(Stated goal):
List every line in the records that contains the string "person", paying attention to case.

(Part of a data file):
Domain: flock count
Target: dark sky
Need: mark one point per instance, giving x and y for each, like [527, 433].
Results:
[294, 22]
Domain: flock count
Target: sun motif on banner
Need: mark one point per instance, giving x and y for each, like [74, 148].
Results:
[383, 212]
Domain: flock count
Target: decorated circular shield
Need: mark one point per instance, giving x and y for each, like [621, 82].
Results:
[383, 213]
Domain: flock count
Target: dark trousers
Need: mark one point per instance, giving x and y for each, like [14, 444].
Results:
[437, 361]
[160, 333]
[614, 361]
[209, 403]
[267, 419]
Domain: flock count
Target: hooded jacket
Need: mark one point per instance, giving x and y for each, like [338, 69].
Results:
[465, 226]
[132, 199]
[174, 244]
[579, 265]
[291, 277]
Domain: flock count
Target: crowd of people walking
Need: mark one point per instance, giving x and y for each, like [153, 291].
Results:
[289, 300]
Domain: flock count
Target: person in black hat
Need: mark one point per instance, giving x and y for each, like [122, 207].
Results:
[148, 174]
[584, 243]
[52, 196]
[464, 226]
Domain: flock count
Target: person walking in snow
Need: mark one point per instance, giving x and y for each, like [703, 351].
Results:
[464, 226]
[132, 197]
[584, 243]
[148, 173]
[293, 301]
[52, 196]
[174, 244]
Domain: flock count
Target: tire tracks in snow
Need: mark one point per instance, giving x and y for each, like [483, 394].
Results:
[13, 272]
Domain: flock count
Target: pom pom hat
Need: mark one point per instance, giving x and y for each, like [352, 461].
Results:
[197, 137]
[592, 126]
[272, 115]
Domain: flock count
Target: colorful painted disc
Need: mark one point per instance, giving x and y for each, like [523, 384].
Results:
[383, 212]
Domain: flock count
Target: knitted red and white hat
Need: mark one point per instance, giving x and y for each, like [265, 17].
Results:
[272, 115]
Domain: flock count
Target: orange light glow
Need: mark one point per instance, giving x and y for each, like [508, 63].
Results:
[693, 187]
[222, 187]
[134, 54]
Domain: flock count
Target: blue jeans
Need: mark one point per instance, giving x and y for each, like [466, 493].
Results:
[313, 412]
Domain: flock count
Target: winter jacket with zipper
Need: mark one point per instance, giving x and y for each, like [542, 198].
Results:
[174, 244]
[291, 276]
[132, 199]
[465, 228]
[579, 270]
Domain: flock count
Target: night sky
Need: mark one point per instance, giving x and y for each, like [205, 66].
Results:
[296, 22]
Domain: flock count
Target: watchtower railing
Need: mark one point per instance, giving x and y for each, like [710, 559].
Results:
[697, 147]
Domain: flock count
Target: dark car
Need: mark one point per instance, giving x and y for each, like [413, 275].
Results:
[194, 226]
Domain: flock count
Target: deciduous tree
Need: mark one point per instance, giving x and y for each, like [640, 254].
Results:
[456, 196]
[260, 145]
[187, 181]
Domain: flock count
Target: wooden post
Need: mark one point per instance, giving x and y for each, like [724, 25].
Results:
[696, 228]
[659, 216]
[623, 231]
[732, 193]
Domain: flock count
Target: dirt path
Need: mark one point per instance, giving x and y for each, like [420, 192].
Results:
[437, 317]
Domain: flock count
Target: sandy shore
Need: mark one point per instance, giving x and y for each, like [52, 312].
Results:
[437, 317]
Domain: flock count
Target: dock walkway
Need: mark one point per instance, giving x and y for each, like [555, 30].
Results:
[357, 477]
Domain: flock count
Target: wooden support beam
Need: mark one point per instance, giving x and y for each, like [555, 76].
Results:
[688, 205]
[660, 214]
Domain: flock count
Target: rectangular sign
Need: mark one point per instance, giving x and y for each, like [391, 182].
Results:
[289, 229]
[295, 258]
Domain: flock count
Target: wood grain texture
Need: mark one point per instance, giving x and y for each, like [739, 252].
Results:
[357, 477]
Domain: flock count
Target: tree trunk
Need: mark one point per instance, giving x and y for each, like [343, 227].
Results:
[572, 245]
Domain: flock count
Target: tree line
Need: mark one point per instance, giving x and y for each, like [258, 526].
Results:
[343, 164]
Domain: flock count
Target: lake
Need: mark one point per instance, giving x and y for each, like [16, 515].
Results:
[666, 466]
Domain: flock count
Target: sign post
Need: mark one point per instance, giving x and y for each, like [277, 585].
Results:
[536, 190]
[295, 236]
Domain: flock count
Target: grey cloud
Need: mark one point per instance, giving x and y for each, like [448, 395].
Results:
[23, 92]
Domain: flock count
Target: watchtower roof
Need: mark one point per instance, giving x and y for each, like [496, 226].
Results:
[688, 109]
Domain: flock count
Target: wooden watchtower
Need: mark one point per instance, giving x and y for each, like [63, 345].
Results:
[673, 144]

(Response to this exercise):
Target: person in black hat
Target: person walking in snow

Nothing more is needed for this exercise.